──────── The data ────────
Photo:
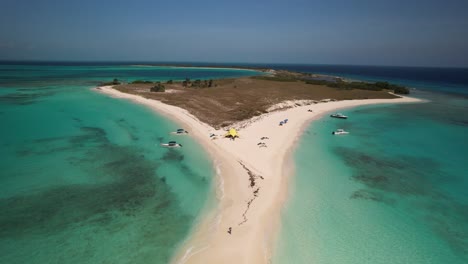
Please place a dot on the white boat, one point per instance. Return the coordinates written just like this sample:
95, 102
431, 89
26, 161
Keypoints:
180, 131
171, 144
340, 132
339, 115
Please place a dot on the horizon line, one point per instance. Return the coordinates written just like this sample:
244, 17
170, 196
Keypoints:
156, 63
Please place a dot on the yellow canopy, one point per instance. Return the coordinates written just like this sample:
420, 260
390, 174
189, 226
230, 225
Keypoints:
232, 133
────────
──────── The data ────────
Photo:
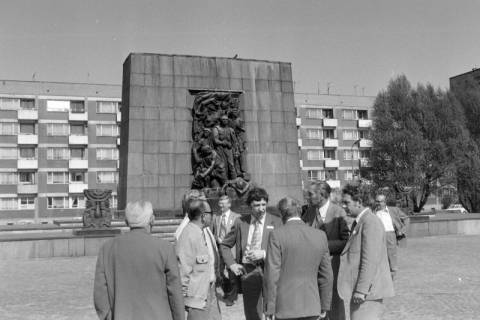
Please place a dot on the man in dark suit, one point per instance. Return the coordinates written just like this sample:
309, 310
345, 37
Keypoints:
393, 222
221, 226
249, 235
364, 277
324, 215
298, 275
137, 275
────────
Written exercise:
Find every line above that contains the word "instance" and copy each of those lines in full.

Reply to the task:
Please place a dot on the white boat, one point per instance. Return the coordinates written just like this sample:
Please place a dot on the horizon line, one point per instance. Return the coordinates written just like this sample:
Please place a dot on the yellow canopy, one point per instance. Return the coordinates written just like this sample:
Please place a dot on the man in dark suit, one point per instance. Return the coordinates written just like this sample:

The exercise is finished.